-- BEGIN Supplied passage --

The differences in design across panels stem, to some extent, from differences in methodological convictions about optimal survey strategies and, to a further extent, from differences in funding structures and the institutional settings of the panels. For example, whether a panel encourages questionnaire submissions from the general research community depends on the overall purpose of the panel and the reasons why the respective national research council funded the study. Decisions about start date and frequency of waves (every month or every second month) depend on the panel’s capacity for managing frequent questionnaire design and programming cycles, as well as on convictions about the relationship between attrition rates, interview frequency, and timing of wave invitations. Unfortunately, while there is empirical evidence about some design decisions, such as the effect of contact mode and incentives at recruitment (see Section 4), the effect of organizational decisions on the general design of surveys, such as the outsourcing of survey operations and the timing of each wave, remains untested.

-- END Supplied passage --

• _Stated task a_: Locate every line of the records that contains the string "below" and copy those lines. Case counts.

-- BEGIN Given information --

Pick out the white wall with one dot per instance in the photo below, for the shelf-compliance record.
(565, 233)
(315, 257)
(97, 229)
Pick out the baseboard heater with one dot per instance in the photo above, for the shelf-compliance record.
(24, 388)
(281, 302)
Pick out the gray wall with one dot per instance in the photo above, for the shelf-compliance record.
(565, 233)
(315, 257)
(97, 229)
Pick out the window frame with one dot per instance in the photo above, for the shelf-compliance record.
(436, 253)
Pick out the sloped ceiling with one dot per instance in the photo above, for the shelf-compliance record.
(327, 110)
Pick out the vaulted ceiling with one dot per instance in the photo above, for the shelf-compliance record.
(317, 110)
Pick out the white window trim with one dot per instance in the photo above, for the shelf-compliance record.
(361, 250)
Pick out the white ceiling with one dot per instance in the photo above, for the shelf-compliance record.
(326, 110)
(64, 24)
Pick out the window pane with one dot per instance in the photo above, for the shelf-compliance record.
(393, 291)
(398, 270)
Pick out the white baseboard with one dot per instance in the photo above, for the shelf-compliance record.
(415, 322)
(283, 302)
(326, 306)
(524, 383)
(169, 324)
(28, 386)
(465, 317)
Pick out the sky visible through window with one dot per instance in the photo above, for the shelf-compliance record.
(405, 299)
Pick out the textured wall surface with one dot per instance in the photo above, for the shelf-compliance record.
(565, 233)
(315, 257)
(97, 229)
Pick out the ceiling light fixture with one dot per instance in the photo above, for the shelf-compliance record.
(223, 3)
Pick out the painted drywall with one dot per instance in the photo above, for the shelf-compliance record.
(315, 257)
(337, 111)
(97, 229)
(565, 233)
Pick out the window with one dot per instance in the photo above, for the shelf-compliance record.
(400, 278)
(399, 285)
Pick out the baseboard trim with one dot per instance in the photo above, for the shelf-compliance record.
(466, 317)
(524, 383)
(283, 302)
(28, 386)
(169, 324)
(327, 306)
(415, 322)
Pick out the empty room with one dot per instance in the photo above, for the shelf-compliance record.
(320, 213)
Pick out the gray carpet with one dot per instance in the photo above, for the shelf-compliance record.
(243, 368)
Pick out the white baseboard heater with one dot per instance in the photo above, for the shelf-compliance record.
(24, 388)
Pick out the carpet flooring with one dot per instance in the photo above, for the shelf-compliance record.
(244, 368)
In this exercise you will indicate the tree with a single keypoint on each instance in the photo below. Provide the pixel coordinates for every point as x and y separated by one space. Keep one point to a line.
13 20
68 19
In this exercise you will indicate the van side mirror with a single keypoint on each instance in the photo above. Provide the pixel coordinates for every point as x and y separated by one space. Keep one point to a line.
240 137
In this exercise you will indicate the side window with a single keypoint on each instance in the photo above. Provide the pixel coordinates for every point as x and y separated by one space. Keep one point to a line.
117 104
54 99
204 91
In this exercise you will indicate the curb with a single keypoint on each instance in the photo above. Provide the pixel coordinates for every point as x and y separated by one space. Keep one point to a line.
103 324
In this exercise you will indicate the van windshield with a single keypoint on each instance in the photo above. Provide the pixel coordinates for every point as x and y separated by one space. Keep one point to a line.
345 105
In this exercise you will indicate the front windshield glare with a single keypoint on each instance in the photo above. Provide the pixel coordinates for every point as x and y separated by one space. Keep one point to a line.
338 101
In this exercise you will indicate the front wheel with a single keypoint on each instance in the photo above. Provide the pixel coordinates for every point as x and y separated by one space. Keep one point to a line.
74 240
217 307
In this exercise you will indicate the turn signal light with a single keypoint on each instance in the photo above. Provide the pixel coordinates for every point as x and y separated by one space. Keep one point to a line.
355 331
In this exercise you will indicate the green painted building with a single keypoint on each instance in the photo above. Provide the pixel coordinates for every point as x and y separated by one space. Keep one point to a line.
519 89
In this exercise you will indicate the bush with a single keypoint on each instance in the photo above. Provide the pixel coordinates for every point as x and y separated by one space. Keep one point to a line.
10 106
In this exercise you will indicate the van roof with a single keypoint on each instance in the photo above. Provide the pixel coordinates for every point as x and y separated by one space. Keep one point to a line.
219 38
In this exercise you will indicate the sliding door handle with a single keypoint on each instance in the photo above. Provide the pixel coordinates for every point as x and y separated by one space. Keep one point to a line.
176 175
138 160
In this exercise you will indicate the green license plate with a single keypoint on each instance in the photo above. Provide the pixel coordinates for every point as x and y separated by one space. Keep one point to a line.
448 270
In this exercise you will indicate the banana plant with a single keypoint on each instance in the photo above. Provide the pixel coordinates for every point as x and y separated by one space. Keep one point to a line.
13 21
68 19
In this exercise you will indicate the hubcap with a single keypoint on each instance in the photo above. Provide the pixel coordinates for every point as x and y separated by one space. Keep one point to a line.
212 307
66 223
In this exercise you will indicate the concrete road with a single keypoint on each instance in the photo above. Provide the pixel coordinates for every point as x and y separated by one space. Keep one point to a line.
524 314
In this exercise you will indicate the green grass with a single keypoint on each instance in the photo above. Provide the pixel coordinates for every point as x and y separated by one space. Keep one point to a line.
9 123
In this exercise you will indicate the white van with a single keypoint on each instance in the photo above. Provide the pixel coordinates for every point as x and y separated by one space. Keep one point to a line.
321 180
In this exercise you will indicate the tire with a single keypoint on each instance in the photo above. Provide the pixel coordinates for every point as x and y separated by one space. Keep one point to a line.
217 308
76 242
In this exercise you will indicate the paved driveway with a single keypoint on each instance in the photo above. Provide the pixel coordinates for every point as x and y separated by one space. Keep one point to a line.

-- END Given information --

• _Stated task b_:
Using the passage on survey panel design, decide whether each statement agrees with the passage. Answer yes or no for each, and quote the passage's deciding words exactly.
(i) Differences in design across panels come partly from differences in funding structures.
(ii) Empirical evidence exists on how outsourcing survey operations affects the general design of surveys.
(iii) The passage gives every month or every second month as options for wave frequency.

• _Final answer a_:
Pick out the white wall with one dot per instance in the photo below, for the shelf-compliance record.
In this exercise you will indicate the tree with a single keypoint on each instance in the photo below. Provide the pixel coordinates for every point as x and y separated by one space. Keep one point to a line.

• _Final answer b_:
(i) Yes: "from differences in funding structures and the institutional settings of the panels"
(ii) No: "the effect of organizational decisions on the general design of surveys, such as the outsourcing of survey operations and the timing of each wave, remains untested"
(iii) Yes: "frequency of waves (every month or every second month)"